• DO THIS: Pull out every line from the line containing "Note: the class marks the whisker" through the end of the material, both ends included, and reproduce it exactly. Keep pictures out.

·····

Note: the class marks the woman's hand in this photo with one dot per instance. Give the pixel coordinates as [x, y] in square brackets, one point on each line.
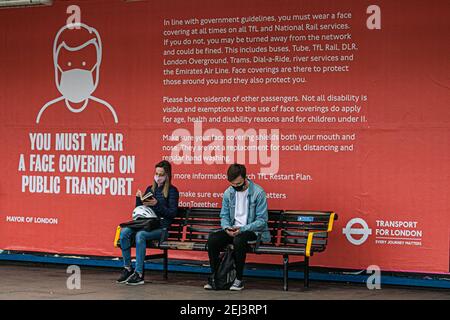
[150, 202]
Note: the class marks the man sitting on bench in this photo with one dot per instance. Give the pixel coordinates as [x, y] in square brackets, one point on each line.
[243, 217]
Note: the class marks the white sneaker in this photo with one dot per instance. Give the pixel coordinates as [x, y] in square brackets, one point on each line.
[238, 285]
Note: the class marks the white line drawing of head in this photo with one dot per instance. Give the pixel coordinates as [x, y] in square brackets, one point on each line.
[77, 85]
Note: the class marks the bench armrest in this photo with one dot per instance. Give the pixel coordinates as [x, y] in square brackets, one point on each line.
[258, 241]
[312, 233]
[117, 237]
[163, 235]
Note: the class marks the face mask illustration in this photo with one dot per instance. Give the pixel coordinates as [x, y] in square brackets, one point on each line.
[76, 85]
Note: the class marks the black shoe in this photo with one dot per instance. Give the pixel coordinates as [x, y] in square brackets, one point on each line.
[125, 275]
[135, 279]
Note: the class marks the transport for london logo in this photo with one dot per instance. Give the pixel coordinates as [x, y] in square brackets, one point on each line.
[350, 231]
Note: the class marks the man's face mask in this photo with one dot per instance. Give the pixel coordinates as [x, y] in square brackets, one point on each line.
[160, 179]
[76, 85]
[240, 187]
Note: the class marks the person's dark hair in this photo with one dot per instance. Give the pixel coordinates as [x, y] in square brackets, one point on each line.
[168, 170]
[236, 170]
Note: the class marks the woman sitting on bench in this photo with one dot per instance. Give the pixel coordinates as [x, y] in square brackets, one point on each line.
[165, 205]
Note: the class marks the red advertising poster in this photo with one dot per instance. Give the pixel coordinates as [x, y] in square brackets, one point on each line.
[340, 106]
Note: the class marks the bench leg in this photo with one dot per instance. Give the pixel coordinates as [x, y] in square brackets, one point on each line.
[165, 263]
[285, 272]
[306, 273]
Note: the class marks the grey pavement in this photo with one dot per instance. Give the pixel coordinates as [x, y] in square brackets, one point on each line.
[43, 282]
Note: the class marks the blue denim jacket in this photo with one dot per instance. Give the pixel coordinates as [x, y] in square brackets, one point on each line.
[257, 210]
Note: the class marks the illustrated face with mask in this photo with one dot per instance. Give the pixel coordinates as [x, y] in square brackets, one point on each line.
[77, 84]
[77, 57]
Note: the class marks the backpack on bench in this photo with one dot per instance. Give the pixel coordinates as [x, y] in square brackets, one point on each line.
[225, 275]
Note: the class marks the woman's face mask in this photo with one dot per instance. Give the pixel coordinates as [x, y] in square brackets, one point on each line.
[160, 179]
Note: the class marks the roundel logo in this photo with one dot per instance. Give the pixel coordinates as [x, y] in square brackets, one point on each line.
[350, 231]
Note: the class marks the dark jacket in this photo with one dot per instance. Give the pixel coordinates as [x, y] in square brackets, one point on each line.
[165, 208]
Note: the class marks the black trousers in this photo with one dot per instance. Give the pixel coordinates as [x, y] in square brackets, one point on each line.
[217, 242]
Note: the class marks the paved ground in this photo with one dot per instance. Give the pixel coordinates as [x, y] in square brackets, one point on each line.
[49, 282]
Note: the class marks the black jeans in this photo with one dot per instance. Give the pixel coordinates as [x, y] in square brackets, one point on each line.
[217, 242]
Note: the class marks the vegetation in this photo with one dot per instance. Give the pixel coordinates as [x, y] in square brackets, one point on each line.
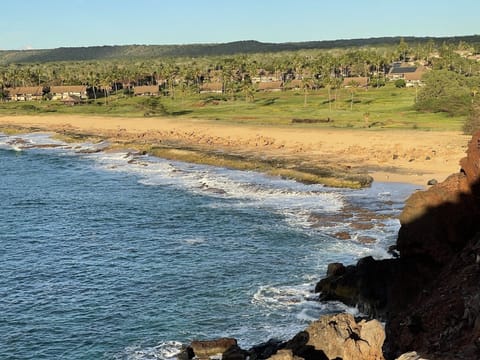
[139, 52]
[447, 91]
[318, 97]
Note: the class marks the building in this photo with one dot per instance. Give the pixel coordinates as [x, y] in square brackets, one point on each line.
[356, 81]
[270, 86]
[146, 90]
[411, 74]
[65, 92]
[211, 87]
[25, 93]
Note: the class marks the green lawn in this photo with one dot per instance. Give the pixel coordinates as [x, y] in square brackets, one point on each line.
[386, 107]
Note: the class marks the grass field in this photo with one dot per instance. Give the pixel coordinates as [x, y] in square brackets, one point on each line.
[386, 107]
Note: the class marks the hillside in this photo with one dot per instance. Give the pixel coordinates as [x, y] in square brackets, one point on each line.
[199, 50]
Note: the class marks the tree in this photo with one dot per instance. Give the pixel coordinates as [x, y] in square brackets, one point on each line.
[445, 91]
[472, 124]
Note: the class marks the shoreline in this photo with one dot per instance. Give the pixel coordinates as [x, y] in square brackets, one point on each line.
[331, 156]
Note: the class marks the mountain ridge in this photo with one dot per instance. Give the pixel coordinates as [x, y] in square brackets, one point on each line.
[137, 51]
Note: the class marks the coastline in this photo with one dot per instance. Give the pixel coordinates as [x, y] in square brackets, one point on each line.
[387, 155]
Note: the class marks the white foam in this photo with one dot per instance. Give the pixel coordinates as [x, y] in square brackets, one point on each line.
[276, 297]
[163, 351]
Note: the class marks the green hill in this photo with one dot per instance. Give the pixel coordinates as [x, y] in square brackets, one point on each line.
[199, 50]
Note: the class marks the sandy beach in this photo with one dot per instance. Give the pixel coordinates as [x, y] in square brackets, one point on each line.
[411, 156]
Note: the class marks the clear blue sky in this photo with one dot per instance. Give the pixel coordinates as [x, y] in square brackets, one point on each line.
[43, 24]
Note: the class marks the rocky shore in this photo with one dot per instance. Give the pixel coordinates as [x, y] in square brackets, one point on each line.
[427, 295]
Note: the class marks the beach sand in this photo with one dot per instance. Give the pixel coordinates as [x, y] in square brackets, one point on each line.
[410, 156]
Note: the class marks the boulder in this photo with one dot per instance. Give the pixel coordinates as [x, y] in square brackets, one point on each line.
[207, 348]
[365, 285]
[340, 336]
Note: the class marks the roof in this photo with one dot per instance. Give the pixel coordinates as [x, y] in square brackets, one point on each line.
[26, 90]
[68, 89]
[295, 83]
[146, 89]
[212, 86]
[71, 99]
[356, 81]
[415, 76]
[270, 85]
[402, 69]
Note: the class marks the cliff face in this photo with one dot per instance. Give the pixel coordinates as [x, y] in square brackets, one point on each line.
[430, 295]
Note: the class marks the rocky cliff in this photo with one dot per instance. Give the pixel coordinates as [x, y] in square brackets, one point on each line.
[430, 295]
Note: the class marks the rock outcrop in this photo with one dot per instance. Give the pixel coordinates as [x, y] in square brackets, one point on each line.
[331, 337]
[430, 295]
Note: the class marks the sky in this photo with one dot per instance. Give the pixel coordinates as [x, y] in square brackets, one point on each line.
[45, 24]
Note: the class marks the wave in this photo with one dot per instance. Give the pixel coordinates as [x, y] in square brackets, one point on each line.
[163, 351]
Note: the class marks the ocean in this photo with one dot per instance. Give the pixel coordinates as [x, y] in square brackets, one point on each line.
[117, 255]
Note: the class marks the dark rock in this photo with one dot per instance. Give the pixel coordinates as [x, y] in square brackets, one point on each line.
[341, 337]
[343, 235]
[204, 349]
[186, 353]
[265, 350]
[336, 269]
[234, 353]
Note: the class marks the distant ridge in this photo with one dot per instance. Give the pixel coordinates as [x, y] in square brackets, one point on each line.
[120, 52]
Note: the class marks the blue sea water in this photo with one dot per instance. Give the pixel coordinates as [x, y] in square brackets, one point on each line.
[122, 256]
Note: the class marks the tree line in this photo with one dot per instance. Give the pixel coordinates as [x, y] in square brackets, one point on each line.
[452, 85]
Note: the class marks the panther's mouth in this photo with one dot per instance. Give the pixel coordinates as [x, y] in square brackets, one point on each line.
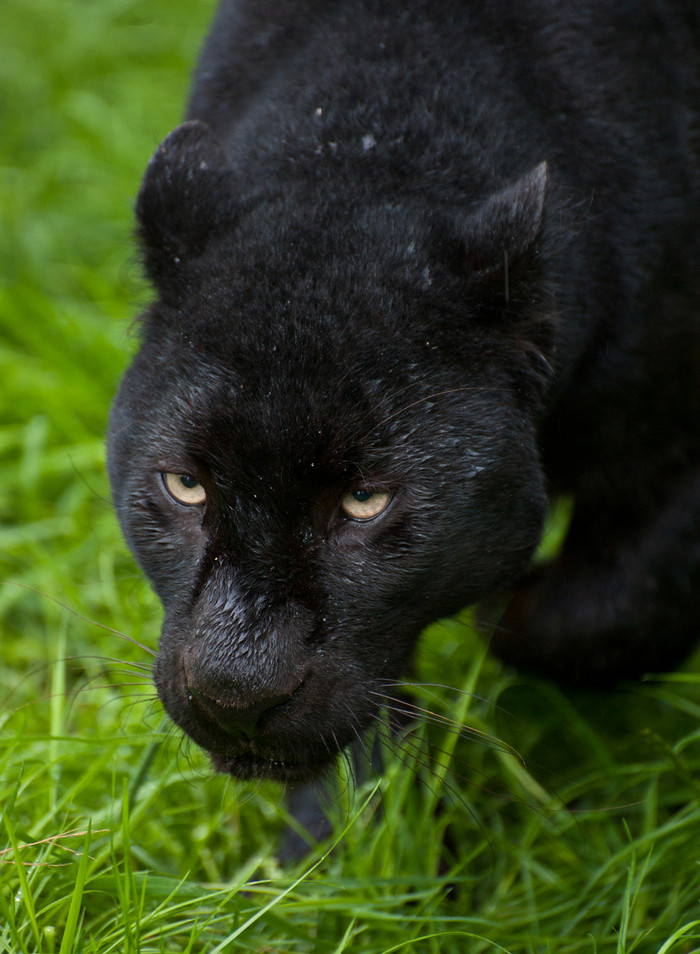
[250, 765]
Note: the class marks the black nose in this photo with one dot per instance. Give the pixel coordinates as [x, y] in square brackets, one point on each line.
[242, 722]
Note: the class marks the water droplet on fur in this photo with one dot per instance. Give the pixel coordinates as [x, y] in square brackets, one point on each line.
[368, 142]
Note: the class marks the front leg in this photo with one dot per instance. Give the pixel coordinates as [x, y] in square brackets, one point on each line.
[622, 599]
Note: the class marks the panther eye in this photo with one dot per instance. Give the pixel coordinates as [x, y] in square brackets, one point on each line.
[185, 489]
[364, 504]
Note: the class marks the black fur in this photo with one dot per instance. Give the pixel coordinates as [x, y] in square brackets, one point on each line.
[445, 250]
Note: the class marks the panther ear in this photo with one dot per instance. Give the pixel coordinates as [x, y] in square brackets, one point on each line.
[186, 197]
[506, 225]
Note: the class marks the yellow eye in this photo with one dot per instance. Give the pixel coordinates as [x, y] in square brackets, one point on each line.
[185, 489]
[363, 504]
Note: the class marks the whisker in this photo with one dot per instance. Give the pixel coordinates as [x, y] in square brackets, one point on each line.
[82, 616]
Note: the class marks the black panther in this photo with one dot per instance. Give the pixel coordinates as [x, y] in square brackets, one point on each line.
[420, 269]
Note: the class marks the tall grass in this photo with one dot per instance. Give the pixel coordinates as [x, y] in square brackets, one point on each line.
[115, 834]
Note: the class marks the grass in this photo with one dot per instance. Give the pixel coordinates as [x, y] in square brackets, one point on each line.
[115, 834]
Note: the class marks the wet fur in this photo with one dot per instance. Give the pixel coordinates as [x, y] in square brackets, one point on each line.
[444, 250]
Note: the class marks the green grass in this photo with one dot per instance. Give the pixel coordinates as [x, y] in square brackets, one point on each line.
[115, 834]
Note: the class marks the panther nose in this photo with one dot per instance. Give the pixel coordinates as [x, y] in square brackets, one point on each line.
[241, 722]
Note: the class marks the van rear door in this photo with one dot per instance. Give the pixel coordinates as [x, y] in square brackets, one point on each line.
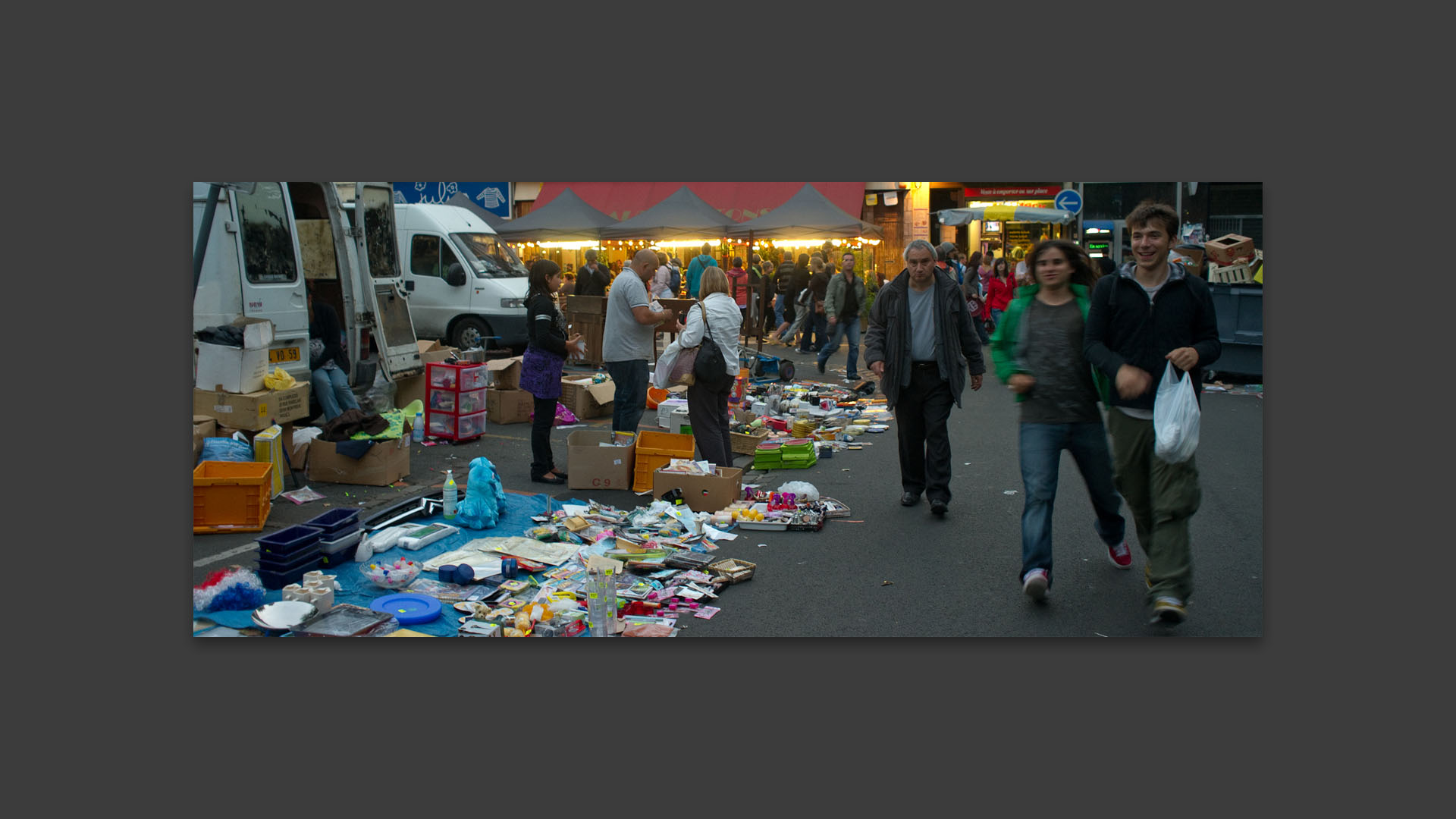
[379, 256]
[273, 276]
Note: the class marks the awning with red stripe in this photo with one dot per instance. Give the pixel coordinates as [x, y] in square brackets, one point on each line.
[737, 200]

·····

• EXPECTED OUTPUT:
Note: the class marks the whisker in this photo with one dot per instance. Give the pixel coordinates as [x, y] in square brackets, one point on each line.
[82, 616]
Note: the class marks the black panther in this photo with one dot per instance. Give the pixel coordinates as [x, y] in square brackets, one point on each line.
[420, 269]
Note: the class marks the tall grass in this photo with one dot per instance. Give the pixel coordinates as [x, y] in square brackets, one point on each line.
[115, 834]
Note: the class marks the grass in this photo with one dot per instance. Give the pixel coordinates as [x, y] in square brackets, one point on each line.
[115, 834]
Note: the class marks the wet fur in this photo with one dot per instance. Give the pixel coordinates as [x, y] in square brackets, one point on each line.
[444, 250]
Note: the class marks the green grass in this photo with one dot per instance. Give the pixel coordinates as [x, y] in square brackets, one point on each line.
[115, 834]
Note: the class marks the panther nose in this photo with one dot per instance. Give the pixel coordinates as [x, y] in square brackets, one point on each line.
[241, 722]
Note: the class marks the van rear door in this photo with one dot per instance. Give the pixel coordinates as [x, y] in square brackets, one point on each line.
[379, 256]
[273, 276]
Note: the class marks the awning with red stripe in this photo with one dot per instance. Give the pixel coordinates as [x, y] in square brackets, one point on each line.
[737, 200]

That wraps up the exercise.